§ **TO BE DONE**
Report, copied in full, each of the lines below that contains the string "lamp", treating uppercase and lowercase letters as distinct.

§ **SUPPLIED ENTRIES**
-- Begin --
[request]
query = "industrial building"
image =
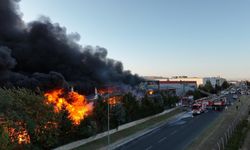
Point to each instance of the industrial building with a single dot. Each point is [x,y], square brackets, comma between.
[180,87]
[199,80]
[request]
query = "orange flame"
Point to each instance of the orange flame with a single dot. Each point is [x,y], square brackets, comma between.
[114,100]
[20,134]
[151,92]
[74,103]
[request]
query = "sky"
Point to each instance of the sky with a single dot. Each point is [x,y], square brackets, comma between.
[159,37]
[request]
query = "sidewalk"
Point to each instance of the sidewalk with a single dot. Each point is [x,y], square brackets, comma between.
[121,128]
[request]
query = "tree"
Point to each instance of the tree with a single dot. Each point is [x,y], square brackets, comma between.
[100,116]
[131,107]
[4,138]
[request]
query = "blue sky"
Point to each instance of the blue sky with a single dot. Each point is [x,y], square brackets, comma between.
[159,37]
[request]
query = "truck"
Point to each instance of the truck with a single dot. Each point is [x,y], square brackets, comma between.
[198,108]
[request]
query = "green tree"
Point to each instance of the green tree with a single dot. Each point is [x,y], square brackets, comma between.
[131,107]
[4,139]
[100,116]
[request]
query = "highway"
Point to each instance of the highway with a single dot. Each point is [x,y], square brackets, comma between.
[174,135]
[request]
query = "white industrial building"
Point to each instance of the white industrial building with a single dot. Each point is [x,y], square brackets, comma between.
[202,81]
[180,87]
[199,80]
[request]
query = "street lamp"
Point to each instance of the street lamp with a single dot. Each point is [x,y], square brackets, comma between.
[108,121]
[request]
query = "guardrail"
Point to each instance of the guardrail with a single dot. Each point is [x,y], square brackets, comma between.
[223,140]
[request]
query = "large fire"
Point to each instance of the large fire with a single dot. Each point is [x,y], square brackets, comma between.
[76,104]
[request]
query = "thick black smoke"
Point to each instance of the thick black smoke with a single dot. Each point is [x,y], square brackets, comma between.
[41,53]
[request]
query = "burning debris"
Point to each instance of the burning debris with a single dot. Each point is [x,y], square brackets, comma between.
[21,135]
[76,104]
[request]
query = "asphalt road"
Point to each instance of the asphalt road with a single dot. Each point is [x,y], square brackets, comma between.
[175,135]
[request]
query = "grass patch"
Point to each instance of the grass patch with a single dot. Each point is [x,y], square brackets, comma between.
[238,137]
[129,131]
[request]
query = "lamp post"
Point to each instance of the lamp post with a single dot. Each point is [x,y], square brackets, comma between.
[108,122]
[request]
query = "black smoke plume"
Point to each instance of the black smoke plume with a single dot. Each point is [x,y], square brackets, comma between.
[42,54]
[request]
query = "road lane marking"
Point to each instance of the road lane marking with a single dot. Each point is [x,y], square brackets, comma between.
[149,147]
[161,140]
[173,132]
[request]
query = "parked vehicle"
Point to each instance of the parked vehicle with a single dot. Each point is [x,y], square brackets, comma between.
[198,108]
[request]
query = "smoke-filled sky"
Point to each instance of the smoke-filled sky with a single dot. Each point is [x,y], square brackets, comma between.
[162,37]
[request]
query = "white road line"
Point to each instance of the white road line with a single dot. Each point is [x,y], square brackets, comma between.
[149,147]
[173,132]
[161,140]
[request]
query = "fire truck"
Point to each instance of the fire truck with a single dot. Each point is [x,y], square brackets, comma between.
[198,108]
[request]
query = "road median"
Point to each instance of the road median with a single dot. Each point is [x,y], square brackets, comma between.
[217,133]
[121,137]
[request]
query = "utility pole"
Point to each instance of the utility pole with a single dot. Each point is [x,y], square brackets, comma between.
[108,122]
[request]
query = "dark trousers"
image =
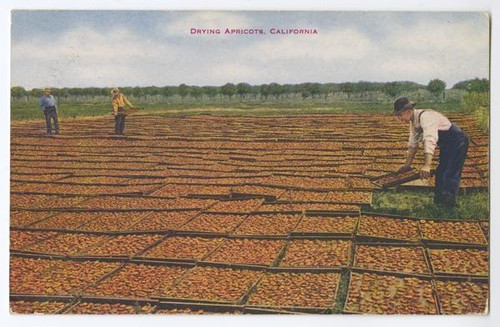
-- End --
§ **EXERCISE ANSWER**
query = "street lamp"
Point to each instance of the street lamp with a single dot. Each point is [x,y], square brackets, comma between.
query = "lamp post"
Point to each instance of the lamp post with a single dot. Each point is [x,y], square brackets, comma between.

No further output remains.